TASK INSTRUCTIONS
**A)** In the article on the war on poverty below, translate this sentence into Spanish: "By the 1970s, the poverty rate was headed upward."
**B)** According to the article on the war on poverty below, what had the poverty rate been doing from the end of World War II until President Johnson declared his war?

— BEGIN PAGE EXCERPT —

National Review Online
Wednesday, January 08, 2014
This year marks the 50th anniversary of President Lyndon
Baines Johnson’s proclamation of a “war on poverty,” and the progress in this
theater has not been encouraging. Trillions of dollars have been spent, and the
number of Americans living in poverty is higher today than it was in 1964,
while the poverty rate has held steady at just under one in five. That
contrasts unpleasantly with the trend before President Johnson declared his
war: The poverty rate had been dropping since the end of World War II. That
progress came to a halt as President Johnson’s expensive and expansive vision
began to be implemented in earnest, which coincided with the tapering of the
postwar boom. By the 1970s, the poverty rate was headed upward. It declined a
bit during the Reagan years, crested and receded again in the 1990s, and
resumed its melancholy ascent around the turn of the century.
To understand the failure of the war on poverty requires
understanding its structure, which itself is bound up in the idiosyncrasies of
Lyndon Johnson’s politics. President Johnson played many parts in his political
career: Southern ballast to John Kennedy’s buoyant Yankee idealism; an enemy of
civil-rights reform and anti-lynching laws who reversed himself in 1964; a
sometimes reluctant but in the end unshakeable Cold Warrior. But at heart
President Johnson was a New Deal man, and his Great Society, of which the war
on poverty was a critical component, was his attempt to resuscitate the spirit
and the political success of Franklin Roosevelt’s program.

— END PAGE EXCERPT —
— BEGIN DATASET EXTRACT —

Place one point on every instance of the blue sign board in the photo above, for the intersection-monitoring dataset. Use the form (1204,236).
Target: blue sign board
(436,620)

— END DATASET EXTRACT —

SOLUTIONS IN ORDER
**A)** Para la década de 1970, la tasa de pobreza iba en aumento.

**B)** It had been dropping.